Give It A Rest
The muscles of the eye, just like any other muscle in the body, can tire from overuse. Any discomfort caused in your eyes by excessive wear and tear is collectively referred to as eye strain.
In most cases, eye strain is not a serious medical condition and usually goes away once the eyes are given adequate rest.
There are many possible causes of eye strain. Eye strain occurs when your eyes get tired from long hours of driving, reading, exposure to bright light or straining to see in dim light.
Stress and fatigue are also significant risk factors for eye strain. Finally, underlying eye problems such as eye muscle imbalances or uncorrected vision should also be considered when experiencing eye fatigue.
However, using computers and digital electronic devices such as cell phones are one of the most commonly reported causes of eye fatigue. This type of eye strain is called computer vision syndrome.

_What is needed:_
In the eye strain text above, what tires the eyes according to the sentence beginning "Eye strain occurs when"? List every item it names.

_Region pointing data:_
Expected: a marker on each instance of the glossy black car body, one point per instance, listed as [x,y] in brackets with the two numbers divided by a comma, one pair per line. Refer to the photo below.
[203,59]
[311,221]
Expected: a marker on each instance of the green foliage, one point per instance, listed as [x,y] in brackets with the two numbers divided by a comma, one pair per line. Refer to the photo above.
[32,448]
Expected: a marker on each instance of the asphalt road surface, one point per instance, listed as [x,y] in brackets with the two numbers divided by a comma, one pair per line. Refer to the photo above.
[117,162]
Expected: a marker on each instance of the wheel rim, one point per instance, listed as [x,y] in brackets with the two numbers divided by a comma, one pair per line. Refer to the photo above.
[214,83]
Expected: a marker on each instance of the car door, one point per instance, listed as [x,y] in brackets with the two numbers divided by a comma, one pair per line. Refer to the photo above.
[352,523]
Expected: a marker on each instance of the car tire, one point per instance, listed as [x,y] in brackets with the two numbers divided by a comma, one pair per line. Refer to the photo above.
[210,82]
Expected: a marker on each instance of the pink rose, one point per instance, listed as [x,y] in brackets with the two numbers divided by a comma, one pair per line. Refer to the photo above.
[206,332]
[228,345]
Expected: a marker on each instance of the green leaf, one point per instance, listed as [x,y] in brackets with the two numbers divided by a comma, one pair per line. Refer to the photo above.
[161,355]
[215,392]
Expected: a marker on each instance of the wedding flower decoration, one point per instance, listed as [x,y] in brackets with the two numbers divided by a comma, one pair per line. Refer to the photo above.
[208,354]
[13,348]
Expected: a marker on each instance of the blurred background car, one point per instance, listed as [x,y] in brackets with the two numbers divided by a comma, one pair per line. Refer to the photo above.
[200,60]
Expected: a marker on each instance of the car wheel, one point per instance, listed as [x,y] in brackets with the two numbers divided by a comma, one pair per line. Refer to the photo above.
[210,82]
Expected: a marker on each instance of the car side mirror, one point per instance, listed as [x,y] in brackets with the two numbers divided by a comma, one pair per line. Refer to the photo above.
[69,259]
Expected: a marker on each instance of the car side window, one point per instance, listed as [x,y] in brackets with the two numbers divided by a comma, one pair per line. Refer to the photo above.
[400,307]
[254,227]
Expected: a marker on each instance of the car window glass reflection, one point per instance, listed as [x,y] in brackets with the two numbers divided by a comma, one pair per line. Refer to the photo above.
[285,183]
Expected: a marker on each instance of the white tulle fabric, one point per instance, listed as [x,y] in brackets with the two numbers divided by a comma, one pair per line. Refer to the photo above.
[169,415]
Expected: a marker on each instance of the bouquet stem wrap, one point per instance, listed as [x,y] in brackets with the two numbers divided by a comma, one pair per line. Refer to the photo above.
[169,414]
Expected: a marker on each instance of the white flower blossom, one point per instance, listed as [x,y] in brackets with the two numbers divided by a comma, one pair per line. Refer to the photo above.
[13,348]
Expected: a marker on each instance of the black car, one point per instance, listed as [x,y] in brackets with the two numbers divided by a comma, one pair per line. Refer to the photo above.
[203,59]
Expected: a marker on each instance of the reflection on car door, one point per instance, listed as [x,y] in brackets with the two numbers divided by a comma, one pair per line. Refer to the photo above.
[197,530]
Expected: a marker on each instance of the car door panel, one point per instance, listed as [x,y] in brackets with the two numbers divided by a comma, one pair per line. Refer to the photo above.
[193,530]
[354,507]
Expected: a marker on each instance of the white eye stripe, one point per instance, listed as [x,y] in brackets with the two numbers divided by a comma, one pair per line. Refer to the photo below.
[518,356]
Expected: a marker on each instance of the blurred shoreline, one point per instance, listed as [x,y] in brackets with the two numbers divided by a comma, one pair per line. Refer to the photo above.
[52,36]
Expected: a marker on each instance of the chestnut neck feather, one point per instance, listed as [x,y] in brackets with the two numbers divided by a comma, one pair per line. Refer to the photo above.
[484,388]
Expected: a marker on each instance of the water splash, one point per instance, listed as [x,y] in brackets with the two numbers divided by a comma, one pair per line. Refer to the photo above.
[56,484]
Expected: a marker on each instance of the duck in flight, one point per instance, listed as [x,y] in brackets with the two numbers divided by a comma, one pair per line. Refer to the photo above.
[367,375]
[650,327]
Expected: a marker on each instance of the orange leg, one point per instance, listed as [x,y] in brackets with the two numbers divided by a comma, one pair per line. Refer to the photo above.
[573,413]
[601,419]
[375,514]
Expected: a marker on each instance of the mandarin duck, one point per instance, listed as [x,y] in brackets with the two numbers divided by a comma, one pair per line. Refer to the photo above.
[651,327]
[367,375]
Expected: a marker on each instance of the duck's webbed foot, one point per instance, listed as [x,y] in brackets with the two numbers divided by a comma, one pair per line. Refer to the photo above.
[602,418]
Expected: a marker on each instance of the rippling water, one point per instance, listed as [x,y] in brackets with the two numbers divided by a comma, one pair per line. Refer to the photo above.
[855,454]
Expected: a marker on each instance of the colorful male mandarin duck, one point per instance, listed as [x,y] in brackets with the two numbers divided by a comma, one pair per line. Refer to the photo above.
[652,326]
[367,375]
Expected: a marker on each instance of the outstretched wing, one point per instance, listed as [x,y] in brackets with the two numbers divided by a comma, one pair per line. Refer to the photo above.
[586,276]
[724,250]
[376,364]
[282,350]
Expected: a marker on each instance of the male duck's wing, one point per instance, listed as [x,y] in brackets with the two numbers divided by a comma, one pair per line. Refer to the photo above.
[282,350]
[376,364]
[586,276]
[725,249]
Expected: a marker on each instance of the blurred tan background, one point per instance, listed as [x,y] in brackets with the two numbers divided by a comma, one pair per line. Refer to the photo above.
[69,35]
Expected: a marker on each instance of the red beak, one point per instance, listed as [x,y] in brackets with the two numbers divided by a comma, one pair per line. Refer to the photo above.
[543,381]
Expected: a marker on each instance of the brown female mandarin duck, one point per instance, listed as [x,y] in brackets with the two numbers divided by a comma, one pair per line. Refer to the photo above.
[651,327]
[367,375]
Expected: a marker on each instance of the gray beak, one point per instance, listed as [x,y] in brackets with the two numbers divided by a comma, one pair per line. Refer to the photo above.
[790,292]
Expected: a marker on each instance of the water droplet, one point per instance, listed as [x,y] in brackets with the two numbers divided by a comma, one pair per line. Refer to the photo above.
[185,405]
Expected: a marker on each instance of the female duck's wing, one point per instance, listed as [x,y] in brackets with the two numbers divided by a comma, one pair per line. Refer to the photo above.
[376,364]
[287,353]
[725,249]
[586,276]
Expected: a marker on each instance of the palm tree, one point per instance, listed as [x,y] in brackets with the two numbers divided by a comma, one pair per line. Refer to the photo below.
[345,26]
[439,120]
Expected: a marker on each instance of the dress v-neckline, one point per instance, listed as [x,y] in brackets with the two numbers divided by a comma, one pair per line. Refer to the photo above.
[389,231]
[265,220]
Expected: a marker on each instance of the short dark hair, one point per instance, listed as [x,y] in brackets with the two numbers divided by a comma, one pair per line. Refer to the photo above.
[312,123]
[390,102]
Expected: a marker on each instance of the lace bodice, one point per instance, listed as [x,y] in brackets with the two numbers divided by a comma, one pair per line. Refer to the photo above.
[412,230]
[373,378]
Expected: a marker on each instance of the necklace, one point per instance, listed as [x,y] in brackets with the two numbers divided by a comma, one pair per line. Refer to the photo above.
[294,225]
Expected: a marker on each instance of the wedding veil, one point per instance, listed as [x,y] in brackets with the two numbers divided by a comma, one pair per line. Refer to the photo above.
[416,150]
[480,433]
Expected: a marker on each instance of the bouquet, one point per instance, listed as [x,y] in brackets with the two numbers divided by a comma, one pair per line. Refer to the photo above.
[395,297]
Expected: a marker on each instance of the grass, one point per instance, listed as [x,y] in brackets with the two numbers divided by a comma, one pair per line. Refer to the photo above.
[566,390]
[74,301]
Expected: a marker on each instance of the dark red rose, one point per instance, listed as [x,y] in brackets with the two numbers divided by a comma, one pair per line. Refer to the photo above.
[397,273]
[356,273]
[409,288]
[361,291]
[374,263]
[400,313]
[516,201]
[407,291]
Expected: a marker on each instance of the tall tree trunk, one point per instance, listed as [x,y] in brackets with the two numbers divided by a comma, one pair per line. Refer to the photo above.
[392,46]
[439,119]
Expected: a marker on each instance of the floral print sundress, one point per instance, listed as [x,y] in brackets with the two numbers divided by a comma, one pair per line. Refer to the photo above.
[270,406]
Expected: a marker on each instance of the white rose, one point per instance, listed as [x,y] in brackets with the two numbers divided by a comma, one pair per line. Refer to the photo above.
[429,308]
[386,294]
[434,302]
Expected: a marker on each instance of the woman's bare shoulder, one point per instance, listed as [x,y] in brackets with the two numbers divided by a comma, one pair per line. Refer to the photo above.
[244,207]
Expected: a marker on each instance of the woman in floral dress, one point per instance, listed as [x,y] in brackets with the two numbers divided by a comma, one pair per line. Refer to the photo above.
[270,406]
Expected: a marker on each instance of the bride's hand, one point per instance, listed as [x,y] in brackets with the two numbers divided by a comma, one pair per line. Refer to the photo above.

_Problem solution:_
- Driving
- Reading
- Exposure to bright light
- Straining to see in dim light